What you are asked to do | Pick up the article on Kerala's use of the Unlawful Activities Prevention Act at its last sentence and write what comes next.

In the encounter he referred to, two Maoists were killed in the forests of Nilambur, close to the Kerala-Tamil Nadu border in November. It drew widespread condemnation.
Sebastian Paul, lawyer and former Member of Parliament from Ernakulam, said that it was high time that the Left Democratic Front government directed the state police not to target activists.
“I had taken part in many anti-UAPA [Unlawful Activities Prevention Act] protests across the state when the previous UDF [United Democratic Front] government victimised communist party workers and leaders,” said Paul. “So it is the duty of the Pinarayi Vijayan government to protect the people from UAPA.”
Paul was an independent member of Parliament from Ernakulam from 2004 to 2009. In December 2008, after the terror attacks in Mumbai, he abstained from voting when P Chidambaram, then the Union Home Minister, presented the amendments to the Unlawful Activities Prevention Act. These amendments had borrowed provisions of previous anti-terror legislation that had been dropped after reports of widespread misuse by the police.
CPI(M)’s dilemma
The arrests of rights activists under the watch of communists has put Communist Party of India (Marxist) leaders in a spot. After Nadeer’s arrest, party veteran and former chief minister VS Achuthanandan as well as state secretary Kodiyeri Balakrishnan severely criticised the police.
Balakrishnan said that the draconian Act should be used only against those who are involved in terrorist activities.
Chief Minister Pinarayi Vijayan has also complained that the law is being misused.
“It should not be invoked unnecessarily,” said Vijayan earlier this month. “I have asked the DGP [Director General of Police] to re-examine such cases.”
The two top party leaders did not question the relevance of the law, but made a clear distinction between its use and abuse in the present circumstances.
The Act was first used in Kerala in 2007 against activist and journalist Govindan Kutty. That was the time Achuthanandan was chief minister and Balakrishnan was in charge of the home portfolio.
Last January, the party organised a series of protests after senior leader P Jayarajan was arrested and charged under the Act in connection with the murder of a Rashtriya Swayamsevak Sangh leader.
During the protests against the arrest, Vijayan blamed the Congress-led United Democratic Front government for misusing the law against Jayarajan. At the same time Vijayan supported the Act, saying that “such stringent laws are required to deal with terrorism as provisions in the Indian Penal Code are not sufficient to tackle terror-linked cases”.

Supplied information |
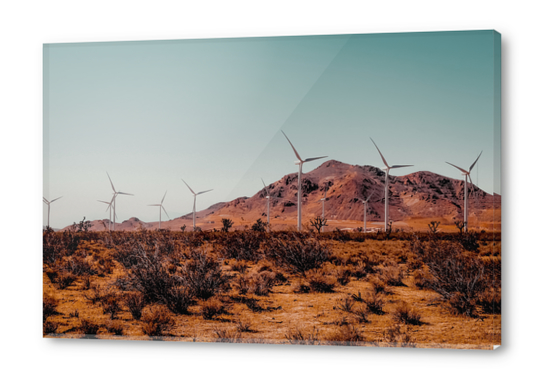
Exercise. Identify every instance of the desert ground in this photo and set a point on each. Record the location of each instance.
(427, 289)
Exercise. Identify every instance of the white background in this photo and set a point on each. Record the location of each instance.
(26, 25)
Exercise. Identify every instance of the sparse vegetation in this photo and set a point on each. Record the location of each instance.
(247, 286)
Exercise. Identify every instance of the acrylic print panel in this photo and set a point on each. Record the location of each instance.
(328, 190)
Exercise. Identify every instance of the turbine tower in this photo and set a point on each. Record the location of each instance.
(299, 189)
(365, 212)
(49, 207)
(387, 170)
(115, 193)
(161, 207)
(323, 200)
(268, 197)
(467, 176)
(109, 207)
(194, 210)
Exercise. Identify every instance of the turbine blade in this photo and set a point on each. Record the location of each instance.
(399, 166)
(381, 156)
(459, 168)
(313, 159)
(470, 169)
(295, 151)
(265, 187)
(110, 181)
(188, 187)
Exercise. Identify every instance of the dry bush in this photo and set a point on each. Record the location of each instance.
(116, 328)
(227, 335)
(242, 246)
(406, 314)
(135, 302)
(298, 254)
(88, 327)
(320, 282)
(490, 301)
(203, 275)
(346, 334)
(392, 275)
(239, 266)
(49, 307)
(156, 321)
(213, 307)
(297, 336)
(64, 280)
(50, 327)
(458, 276)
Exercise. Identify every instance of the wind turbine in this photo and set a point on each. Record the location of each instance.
(467, 176)
(387, 170)
(49, 207)
(268, 197)
(194, 210)
(323, 200)
(299, 189)
(109, 206)
(365, 212)
(161, 207)
(115, 193)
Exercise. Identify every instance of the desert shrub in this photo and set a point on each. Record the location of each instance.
(375, 302)
(203, 275)
(226, 224)
(346, 334)
(50, 327)
(88, 327)
(115, 327)
(490, 301)
(239, 266)
(156, 321)
(259, 226)
(398, 334)
(319, 282)
(303, 337)
(49, 307)
(178, 299)
(241, 246)
(213, 307)
(298, 255)
(392, 275)
(406, 314)
(227, 335)
(135, 302)
(64, 280)
(111, 306)
(458, 276)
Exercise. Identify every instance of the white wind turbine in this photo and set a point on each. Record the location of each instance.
(387, 170)
(161, 207)
(194, 210)
(365, 212)
(299, 182)
(467, 177)
(109, 207)
(115, 193)
(323, 200)
(49, 207)
(268, 197)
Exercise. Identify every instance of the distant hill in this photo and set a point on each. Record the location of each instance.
(418, 196)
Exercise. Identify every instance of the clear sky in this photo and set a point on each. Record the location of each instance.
(210, 112)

Answer |
KS Madhusudhanan, a leading lawyer in the Kerala High Court, said that the Communist Party of India (Marxist)’s stand on the Act smacked of double standards.
“The party says it is against the misuse of UAPA [Unlawful Activities Prevention Act], but it never spoke against the law,” he said in an interview with a Malayalam television channel. “If the CPI (M)-led government is against the misuse of the law, it should answer why it opposed Nadeer’s bail plea.”
Public protests
Besides forming a panel to review cases where the Unlawful Activities Prevention Act has been invoked, Director General of Police Behra also issued a circular instructing his subordinates to follow strict guidelines before invoking the stringent Act. The assurances, however, haven’t soothed the nerves of activists who remain apprehensive about police action.
Thushar Nirmal Sarathy, High Court lawyer and secretary of the Janadhipathya Manushyavakasha Prasthanam, a peoples’ movement for human rights, told this reporter that there was no transparency in the orders issued by the police chief.
“There is no clarity on the types of cases that would be re-examined,” he said.
The Janadhipathya Manushyavakasha Prasthanam has decided to strengthen its agitation against the draconian Act with the support of like-minded organisations and individuals.
Sarathy said the group would take out a march to the state Legislative Assembly in February. “We want a speedy and transparent review of UAPA [Unlawful Activities Prevention Act] cases,” he demanded. “Besides, the state government should take a political decision to withdraw all such cases.”